**** INPUT DATA

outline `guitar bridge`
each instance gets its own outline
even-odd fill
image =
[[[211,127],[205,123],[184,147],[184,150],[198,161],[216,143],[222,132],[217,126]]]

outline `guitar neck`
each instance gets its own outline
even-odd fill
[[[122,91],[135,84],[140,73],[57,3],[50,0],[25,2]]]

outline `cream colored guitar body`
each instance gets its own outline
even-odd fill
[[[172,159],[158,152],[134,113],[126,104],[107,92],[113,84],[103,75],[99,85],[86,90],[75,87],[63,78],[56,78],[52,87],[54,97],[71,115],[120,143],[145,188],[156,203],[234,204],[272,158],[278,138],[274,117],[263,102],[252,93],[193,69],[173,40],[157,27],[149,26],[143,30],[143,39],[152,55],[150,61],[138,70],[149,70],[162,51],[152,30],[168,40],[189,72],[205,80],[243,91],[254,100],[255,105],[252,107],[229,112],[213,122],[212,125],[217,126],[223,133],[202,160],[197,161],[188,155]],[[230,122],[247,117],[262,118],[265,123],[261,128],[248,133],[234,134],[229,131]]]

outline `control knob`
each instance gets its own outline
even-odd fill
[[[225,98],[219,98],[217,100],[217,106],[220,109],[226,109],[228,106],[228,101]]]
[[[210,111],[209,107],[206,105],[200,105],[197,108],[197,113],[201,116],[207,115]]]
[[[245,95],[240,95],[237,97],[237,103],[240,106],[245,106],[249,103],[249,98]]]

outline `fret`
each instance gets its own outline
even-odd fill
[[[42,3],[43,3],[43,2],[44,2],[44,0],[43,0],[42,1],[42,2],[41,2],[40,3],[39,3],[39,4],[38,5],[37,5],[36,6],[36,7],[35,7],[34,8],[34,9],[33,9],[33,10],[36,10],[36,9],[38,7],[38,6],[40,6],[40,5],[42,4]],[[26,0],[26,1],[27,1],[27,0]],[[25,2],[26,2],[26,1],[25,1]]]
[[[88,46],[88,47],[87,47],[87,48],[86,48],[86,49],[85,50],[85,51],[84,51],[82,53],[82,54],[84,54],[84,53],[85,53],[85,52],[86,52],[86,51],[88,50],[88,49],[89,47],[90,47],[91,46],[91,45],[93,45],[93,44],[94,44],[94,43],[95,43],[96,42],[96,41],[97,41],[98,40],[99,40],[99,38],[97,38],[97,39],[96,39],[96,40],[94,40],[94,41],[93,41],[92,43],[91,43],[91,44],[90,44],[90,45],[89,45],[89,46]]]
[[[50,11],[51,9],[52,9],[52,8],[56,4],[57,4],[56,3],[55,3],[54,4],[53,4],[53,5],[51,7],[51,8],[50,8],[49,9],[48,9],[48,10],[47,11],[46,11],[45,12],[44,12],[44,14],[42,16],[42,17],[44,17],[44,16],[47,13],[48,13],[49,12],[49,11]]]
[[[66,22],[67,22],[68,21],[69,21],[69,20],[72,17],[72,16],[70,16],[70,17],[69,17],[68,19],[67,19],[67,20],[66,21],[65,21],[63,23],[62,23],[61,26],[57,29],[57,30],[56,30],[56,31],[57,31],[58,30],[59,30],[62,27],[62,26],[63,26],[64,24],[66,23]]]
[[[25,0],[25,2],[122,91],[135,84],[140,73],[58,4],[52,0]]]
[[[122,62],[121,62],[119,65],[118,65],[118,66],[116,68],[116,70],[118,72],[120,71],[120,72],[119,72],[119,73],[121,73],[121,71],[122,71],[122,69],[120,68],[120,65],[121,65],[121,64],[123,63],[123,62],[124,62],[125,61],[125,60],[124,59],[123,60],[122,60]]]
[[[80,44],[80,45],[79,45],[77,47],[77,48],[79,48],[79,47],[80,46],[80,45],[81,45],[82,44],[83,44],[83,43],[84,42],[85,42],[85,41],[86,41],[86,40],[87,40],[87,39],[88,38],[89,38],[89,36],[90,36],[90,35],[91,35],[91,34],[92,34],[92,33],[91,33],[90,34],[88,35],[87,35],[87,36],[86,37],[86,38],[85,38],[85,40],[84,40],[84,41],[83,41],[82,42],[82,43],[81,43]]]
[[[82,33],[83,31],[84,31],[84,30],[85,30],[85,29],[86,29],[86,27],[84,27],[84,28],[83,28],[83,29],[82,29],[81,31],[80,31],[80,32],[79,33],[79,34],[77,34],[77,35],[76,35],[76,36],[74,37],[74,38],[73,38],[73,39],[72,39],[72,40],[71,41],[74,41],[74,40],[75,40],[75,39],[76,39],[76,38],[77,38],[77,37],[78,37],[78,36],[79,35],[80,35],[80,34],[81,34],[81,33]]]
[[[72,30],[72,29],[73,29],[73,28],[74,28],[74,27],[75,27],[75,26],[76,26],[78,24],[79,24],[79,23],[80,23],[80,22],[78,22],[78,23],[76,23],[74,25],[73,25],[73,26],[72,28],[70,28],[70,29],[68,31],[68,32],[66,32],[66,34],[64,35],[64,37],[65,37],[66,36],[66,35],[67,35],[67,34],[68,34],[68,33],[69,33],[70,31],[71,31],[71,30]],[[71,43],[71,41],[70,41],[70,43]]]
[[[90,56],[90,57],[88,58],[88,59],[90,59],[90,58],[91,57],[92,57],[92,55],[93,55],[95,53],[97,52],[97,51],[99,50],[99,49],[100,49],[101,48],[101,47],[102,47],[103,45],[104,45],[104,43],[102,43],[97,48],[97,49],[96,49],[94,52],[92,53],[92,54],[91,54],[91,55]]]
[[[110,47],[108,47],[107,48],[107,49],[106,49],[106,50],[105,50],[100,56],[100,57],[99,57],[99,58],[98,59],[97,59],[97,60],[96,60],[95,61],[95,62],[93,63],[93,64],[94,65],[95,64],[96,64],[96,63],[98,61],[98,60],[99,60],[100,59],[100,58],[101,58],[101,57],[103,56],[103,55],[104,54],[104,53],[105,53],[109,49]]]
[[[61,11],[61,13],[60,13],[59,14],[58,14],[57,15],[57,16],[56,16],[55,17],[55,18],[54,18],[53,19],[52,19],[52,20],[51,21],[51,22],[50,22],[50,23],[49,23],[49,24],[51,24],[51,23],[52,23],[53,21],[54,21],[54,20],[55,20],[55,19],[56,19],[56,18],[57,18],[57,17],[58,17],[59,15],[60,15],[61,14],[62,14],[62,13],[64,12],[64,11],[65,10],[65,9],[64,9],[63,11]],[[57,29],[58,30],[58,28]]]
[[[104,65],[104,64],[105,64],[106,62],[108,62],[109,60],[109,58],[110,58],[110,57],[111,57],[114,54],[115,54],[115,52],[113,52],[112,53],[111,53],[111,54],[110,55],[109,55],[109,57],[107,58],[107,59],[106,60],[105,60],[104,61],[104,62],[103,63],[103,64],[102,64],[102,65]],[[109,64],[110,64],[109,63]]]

********

» CHALLENGE
Please print the entries from the very start through the line holding "[[[122,91],[135,84],[140,73],[57,3],[50,0],[25,2]]]", inclusive, reproducing every line unchanged.

» OUTPUT FOR THIS EXERCISE
outline `guitar bridge`
each instance gets its own outline
even-odd fill
image =
[[[211,127],[205,123],[184,147],[184,150],[198,161],[216,143],[222,132],[217,126]]]

outline `guitar neck`
each instance gets its own outline
even-odd fill
[[[122,91],[135,84],[140,73],[57,3],[50,0],[25,2]]]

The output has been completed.